## Text excerpt

By combining automation with resilient system design and operational planning, utilities are better positioned to restore power quickly and safely as storms pass through their service territories.

Preparing before the first storm forms

Resilient hurricane readiness starts long before landfall, blending physical grid hardening, distributed generation resources and digital tools that give utilities faster visibility and smarter control when conditions degrade.

Strengthening infrastructure to withstand extreme conditions requires proactive maintenance, continuous monitoring and actionable response plans built into day-to-day operations, enabling clients to move from reactive response to proactive readiness when a storm arrives.

Preparation in action: Bird Electric storm readiness

One example of day-to-day preparedness in action is Bird Electric, a Black & Veatch company, which specializes in emergency power restoration. Through a dedicated, year-round storm response organization, Bird Electric professionals work in constant coordination with advanced forecasting teams and utility partners, tracking weather conditions well before storms form. As major events approach, crews, equipment and logistics are placed on alert and strategically staged based on projected storm paths and likely impacts, positioning utilities to shift rapidly and safely into restoration mode as soon as conditions allow.

That level of readiness has paid off when it matters most. During recent hurricanes, Bird Electric mobilized thousands of workers and significant equipment resources within hours of storms making landfall, helping utilities restore power safely and efficiently to millions of customers. By letting forecasts and not guesswork drive crew placement and logistics decisions, Bird Electric consistently has accelerated restoration timelines, supporting faster recovery for communities.

A year-round commitment to resilience

Hurricane season may have defined dates on the calendar, but preparedness is an ongoing commitment. When storms make landfall, preparedness allows clients to shift quickly from planning to execution. After the storm, rapid damage assessment, restoration at scale and close coordination with local stakeholders help accelerate recovery.

By combining resilient infrastructure design, advanced grid intelligence, operational planning and rapid response capabilities, Black & Veatch helps clients stay ready for whatever the next storm brings. As extreme weather continues to test infrastructure systems, preparedness remains among the most powerful tools utilities have to protect communities and restore service faster.

## Stated problem
Can you quote the part of the hurricane readiness text that opens with the words containing "Preparing before the" and closes with "when conditions degrade."?

## Provided records
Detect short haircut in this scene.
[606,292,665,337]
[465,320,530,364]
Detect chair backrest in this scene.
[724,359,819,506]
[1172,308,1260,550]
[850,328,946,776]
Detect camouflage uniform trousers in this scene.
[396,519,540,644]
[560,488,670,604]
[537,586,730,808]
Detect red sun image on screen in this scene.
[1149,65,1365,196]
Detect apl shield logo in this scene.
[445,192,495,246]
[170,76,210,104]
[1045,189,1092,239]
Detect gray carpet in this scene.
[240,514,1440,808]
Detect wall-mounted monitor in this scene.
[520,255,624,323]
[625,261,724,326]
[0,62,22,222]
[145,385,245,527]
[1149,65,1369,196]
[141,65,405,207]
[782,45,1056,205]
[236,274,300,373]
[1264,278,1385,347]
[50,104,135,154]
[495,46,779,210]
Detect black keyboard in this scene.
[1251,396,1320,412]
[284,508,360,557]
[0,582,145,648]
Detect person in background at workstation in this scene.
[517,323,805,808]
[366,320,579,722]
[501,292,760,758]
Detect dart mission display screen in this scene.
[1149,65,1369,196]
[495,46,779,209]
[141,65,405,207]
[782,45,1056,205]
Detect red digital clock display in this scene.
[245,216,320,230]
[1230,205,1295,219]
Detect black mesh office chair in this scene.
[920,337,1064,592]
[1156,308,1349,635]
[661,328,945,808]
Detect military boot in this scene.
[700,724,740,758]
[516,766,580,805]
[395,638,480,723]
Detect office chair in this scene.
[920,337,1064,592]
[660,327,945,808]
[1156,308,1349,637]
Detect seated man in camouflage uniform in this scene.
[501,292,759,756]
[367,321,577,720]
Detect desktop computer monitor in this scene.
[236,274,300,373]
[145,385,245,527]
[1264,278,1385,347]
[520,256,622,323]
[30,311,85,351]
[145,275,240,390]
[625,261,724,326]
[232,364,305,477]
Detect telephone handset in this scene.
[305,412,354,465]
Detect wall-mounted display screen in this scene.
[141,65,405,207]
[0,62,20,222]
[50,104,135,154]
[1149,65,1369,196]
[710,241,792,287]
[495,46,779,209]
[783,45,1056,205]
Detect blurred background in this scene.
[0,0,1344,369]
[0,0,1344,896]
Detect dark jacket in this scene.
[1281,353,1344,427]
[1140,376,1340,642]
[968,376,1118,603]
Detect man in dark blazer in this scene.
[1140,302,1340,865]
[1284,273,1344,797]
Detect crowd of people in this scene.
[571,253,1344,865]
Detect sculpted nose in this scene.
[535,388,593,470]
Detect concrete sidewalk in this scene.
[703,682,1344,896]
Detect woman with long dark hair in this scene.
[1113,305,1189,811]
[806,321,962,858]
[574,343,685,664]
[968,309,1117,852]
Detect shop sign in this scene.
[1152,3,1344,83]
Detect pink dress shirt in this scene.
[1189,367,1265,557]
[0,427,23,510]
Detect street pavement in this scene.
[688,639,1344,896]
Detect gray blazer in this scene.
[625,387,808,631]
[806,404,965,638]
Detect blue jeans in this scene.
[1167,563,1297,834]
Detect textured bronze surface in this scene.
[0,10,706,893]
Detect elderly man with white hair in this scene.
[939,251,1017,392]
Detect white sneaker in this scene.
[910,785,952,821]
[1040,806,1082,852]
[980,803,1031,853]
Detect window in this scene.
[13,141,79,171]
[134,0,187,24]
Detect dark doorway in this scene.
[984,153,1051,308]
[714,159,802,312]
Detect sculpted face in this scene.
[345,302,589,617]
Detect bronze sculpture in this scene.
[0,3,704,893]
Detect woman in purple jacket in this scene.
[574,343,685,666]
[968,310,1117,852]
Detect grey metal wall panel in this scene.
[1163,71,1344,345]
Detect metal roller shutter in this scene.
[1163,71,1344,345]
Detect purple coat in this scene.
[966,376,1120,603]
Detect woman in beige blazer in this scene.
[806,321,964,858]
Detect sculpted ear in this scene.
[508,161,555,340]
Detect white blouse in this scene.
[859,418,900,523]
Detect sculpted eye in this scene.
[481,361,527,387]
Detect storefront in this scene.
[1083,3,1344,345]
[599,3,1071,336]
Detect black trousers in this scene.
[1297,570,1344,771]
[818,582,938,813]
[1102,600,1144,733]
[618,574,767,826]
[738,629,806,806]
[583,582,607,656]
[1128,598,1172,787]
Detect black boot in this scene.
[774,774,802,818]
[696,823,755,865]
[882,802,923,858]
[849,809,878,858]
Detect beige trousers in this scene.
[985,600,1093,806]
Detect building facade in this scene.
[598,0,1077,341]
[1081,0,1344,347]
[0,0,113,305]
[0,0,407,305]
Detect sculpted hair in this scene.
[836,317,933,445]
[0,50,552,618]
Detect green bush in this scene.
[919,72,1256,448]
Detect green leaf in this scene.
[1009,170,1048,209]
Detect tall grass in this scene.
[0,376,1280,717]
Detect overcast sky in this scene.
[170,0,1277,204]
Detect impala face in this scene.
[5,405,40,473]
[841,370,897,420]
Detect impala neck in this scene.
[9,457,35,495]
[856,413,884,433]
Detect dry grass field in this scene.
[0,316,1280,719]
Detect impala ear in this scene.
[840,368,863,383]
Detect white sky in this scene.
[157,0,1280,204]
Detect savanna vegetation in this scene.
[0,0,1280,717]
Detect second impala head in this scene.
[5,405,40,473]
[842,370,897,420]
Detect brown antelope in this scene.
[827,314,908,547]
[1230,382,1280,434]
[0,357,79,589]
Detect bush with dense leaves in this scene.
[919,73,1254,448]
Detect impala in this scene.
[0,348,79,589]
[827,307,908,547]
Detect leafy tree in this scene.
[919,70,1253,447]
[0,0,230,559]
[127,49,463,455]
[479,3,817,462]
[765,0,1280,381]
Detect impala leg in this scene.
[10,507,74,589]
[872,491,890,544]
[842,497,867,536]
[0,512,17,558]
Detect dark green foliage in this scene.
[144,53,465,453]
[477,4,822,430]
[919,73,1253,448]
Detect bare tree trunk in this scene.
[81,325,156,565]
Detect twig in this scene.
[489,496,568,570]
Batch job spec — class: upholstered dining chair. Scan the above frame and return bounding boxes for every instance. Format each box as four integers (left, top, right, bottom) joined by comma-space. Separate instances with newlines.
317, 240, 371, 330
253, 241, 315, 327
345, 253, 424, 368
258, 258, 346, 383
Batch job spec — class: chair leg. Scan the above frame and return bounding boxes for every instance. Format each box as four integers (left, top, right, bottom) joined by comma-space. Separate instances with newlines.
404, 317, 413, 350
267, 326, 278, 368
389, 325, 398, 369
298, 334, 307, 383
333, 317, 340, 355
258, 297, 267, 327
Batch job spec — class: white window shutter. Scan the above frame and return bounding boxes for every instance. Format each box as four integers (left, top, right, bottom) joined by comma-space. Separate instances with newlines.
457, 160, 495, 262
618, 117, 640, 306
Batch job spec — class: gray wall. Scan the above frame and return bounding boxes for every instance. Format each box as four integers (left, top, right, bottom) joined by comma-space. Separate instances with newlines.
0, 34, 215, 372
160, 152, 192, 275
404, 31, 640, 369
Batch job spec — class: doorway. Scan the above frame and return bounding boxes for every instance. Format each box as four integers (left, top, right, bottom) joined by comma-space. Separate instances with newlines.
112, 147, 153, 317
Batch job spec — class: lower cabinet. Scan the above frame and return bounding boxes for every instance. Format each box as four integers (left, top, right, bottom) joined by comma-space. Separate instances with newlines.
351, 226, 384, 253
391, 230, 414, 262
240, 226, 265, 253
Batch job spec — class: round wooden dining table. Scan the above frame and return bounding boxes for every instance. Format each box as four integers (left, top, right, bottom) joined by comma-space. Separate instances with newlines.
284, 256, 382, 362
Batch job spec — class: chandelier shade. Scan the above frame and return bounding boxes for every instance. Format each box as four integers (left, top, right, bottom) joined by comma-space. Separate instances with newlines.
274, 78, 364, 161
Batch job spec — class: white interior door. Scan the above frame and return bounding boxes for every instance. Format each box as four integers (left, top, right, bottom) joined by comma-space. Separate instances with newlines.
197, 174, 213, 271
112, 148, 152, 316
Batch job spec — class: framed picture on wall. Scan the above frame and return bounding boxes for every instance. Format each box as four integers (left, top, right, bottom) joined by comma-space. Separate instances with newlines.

## Written solution
Preparing before the first storm forms

Resilient hurricane readiness starts long before landfall, blending physical grid hardening, distributed generation resources and digital tools that give utilities faster visibility and smarter control when conditions degrade.